= THE EXERCISE =
Rewrite all of the records below with "with a single dot apiece" changed to "with exactly one point per instance" and everything else left as it is. Leave the pictures out.

= DATA TO USE =
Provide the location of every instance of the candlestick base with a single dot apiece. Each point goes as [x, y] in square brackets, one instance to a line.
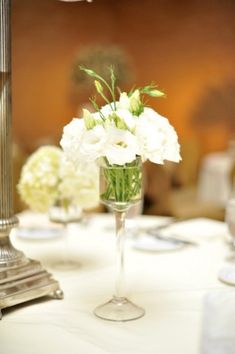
[26, 282]
[22, 279]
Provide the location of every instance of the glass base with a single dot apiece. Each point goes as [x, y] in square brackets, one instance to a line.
[227, 275]
[119, 309]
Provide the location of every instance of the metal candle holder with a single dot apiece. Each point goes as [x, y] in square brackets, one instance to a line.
[21, 279]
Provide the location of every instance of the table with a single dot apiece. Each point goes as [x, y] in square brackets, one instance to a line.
[170, 286]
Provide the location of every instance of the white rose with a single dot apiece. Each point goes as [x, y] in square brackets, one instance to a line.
[157, 138]
[128, 118]
[124, 101]
[72, 138]
[121, 146]
[93, 143]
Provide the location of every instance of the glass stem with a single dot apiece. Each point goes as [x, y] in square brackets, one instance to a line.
[65, 253]
[120, 217]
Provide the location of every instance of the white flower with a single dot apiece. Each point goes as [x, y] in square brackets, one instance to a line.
[93, 144]
[72, 137]
[132, 103]
[47, 177]
[39, 178]
[128, 118]
[157, 138]
[124, 101]
[79, 184]
[121, 146]
[80, 144]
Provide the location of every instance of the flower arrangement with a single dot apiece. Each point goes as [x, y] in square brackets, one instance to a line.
[120, 133]
[48, 177]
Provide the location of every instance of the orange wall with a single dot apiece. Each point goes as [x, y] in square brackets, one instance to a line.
[184, 46]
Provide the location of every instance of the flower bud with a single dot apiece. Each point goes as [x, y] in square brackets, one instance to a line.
[98, 86]
[88, 119]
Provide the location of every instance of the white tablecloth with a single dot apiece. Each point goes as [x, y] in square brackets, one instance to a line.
[170, 286]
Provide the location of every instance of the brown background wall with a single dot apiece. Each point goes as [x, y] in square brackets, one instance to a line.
[185, 46]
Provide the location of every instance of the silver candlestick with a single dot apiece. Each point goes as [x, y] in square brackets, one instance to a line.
[21, 279]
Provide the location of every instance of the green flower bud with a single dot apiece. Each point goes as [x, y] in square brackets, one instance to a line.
[98, 86]
[88, 119]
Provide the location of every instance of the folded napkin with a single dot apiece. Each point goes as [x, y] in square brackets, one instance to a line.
[218, 334]
[199, 227]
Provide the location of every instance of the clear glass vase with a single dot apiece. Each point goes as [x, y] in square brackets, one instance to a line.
[120, 187]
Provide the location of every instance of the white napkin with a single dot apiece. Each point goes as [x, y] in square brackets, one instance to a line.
[218, 336]
[199, 227]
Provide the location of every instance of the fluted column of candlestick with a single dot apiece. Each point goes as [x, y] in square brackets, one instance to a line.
[7, 218]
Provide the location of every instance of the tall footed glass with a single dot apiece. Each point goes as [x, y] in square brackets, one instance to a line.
[120, 187]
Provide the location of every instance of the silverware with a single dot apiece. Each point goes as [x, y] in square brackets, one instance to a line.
[175, 240]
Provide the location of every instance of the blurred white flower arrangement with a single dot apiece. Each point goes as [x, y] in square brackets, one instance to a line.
[48, 178]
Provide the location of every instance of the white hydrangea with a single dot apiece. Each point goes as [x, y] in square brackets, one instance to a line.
[47, 177]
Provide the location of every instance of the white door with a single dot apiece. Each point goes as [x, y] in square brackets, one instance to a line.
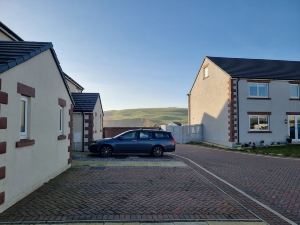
[294, 127]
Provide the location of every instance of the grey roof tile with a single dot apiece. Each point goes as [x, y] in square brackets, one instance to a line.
[259, 68]
[85, 102]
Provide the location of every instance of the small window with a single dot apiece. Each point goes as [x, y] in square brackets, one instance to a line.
[161, 135]
[206, 72]
[294, 90]
[259, 122]
[145, 135]
[258, 90]
[24, 117]
[61, 119]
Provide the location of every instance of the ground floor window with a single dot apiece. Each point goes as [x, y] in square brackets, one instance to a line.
[259, 122]
[294, 127]
[24, 117]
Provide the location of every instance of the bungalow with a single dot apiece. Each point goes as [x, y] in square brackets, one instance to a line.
[246, 100]
[88, 120]
[35, 121]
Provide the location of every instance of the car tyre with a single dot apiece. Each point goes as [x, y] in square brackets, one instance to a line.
[106, 151]
[158, 151]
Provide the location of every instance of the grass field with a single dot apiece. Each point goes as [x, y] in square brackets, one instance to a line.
[145, 117]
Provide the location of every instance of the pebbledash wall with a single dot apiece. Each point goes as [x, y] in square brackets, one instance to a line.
[47, 154]
[210, 104]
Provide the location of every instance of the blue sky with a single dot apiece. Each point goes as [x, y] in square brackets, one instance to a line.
[146, 53]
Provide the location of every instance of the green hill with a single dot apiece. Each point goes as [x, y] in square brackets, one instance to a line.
[145, 117]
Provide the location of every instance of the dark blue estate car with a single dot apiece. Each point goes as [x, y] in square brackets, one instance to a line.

= CORRECT RESULT =
Provide the location of every instance of the candlestick base with exactly one point per instance. Each point goes as [x, y] in square brackets, one instance to a line.
[26, 282]
[22, 279]
Provide the location of every instance of the glass base with exactly one point per instance. Each point goes as [x, y] in square brackets, one instance to a line.
[227, 275]
[119, 309]
Provide the location of every instance of the metal candle holder with exactly one point per instance. Each point goes as [x, y] in square brackets, one instance to a line.
[21, 279]
Provide the location of every instance of the table with exactly one point per instance. Each point goes as [x, y] in square brackets, one instance to a line.
[170, 286]
Provide the location of every instance of the white rose with exactly one point per instance. Each point goes as [x, y] in square brackets, one instance to a line.
[157, 138]
[128, 118]
[124, 101]
[72, 138]
[121, 146]
[93, 143]
Provide the location of every instance of the glass stem with exactly one point per instance. Each point goes as [x, y] in square brackets, one instance to a line.
[65, 253]
[120, 217]
Provide the location of every instance of the white flower with exactly one point per instance. Each point goes as [x, y] in square brackets, one instance to a line.
[93, 144]
[72, 137]
[132, 103]
[47, 177]
[39, 178]
[128, 118]
[157, 138]
[124, 101]
[79, 184]
[121, 146]
[80, 144]
Provide the location of every instance of the flower arrangement with exactly one point per instance. Each point goes as [x, y] in square brackets, one instance to a line.
[120, 133]
[48, 177]
Provide the location of every instance of the orange wall with exactly one point per instance. Each point goes as [x, y] in square brackets, one instance to a line.
[184, 46]
Provide the location of every instance of the flower bud with exactly one point per instance. Each point goes as [x, y] in square brackets, one instance to a line.
[98, 86]
[88, 119]
Provide the location of every instance of the white tablecloth with exactly one point per instance. Each point goes as [x, y] in square brackets, one instance to a line.
[170, 286]
Provide the location of every instance of the brown background wall with exactly one point per instance. Each point goes as [x, y] in square brackets, one instance to a line.
[185, 46]
Provide the location of every instance of the silver candlestick with exactly one point per instance. Each point goes as [x, y] in square brackets, one instance to a line.
[21, 279]
Provide the location of every instance of the green flower bud with exactly one point per instance. Each point goes as [x, y] in square brackets, one instance to a line.
[98, 86]
[88, 119]
Provide the location of every instance of the folded napkin with exactly one point per instance. Each point goes as [x, y] in square brackets, one instance to a line.
[218, 334]
[199, 227]
Provide the location of every instance of the clear glass vase with exactly one point per instance. Each point goes as [x, y] in square brackets, one instance to a line.
[120, 187]
Provide the location of every instance of the white napkin with exactly one point per instance. Each point goes as [x, y] in square brackets, one instance to a line.
[218, 336]
[199, 227]
Provide the location of every instance of the fluted column of candlestick with exactly one point per instance. Each point goes as [x, y] in square brackets, one instance to a line.
[7, 218]
Provide the location of every instance of the tall footed glass with exactly one point per instance. Each point goes as [x, y] in square brackets, one instance to a line.
[120, 187]
Provide the location of every instance of the silverware with exactly one point per instance. Each point goes as [x, y] in square brackets, one instance to a line.
[175, 240]
Provide the location of every instance of the blurred white flower arrangement with exactly one point per instance. Each point goes as [x, y] in square brackets, one instance to a line.
[48, 178]
Provide the location of every instance of the white hydrangea with exactly one point per instance. Each point goes as [x, y] in square brackets, one instance to a line.
[47, 177]
Provide the location of every instance of the white door with exactly one point per instance. Each point goes as [x, y] in square brackets, one instance to a line.
[294, 127]
Provide the location of every instance of the grey roof tile with exactly one point per instance. Each point goes as [x, y] in square brackets, one instance to a line.
[259, 68]
[85, 102]
Provide the location of every instance of the small window with exactly one point per instance. Each point goes as [x, y] in square brackets, one instance to a line.
[161, 135]
[206, 72]
[294, 90]
[259, 122]
[145, 135]
[258, 90]
[24, 117]
[61, 119]
Provide the location of every instance of the ground floor window with exactly one point per instance. Each point goes as [x, y] in square brackets, one instance to a line.
[259, 122]
[294, 127]
[24, 117]
Provide the location of every instance of the bungalow with exactly one point per instance. Each point goes as [x, y] in square brackets, one instance to a line.
[246, 100]
[88, 120]
[35, 121]
Provide the location of every instance of the car tyre with exactly one point per instance. Each point goes as [x, y] in square brackets, one instance to a line.
[106, 151]
[158, 151]
Provide the location of every instance of the grass field with exactly one point per instance. Each point goes as [x, y] in square brackets, one instance to a line.
[145, 117]
Provide the location of every instance of the pebbledash wall with exactly one point per instance. Each point goes as [x, y] in square brackets, one instance to a line.
[47, 154]
[210, 104]
Provide the location of every instance of the blue sky with exactly one point per instance. Each point goes as [x, y] in square brackets, one instance to a line.
[146, 53]
Provide the location of every instance of the green hill with exactly one point per instance. Each point goes as [x, y] in square brackets, one instance to a line.
[145, 117]
Provide the location of every instance of the dark blue estate car with exactly one point per instance. Each point goes as [x, y] in square brackets, one instance to a line.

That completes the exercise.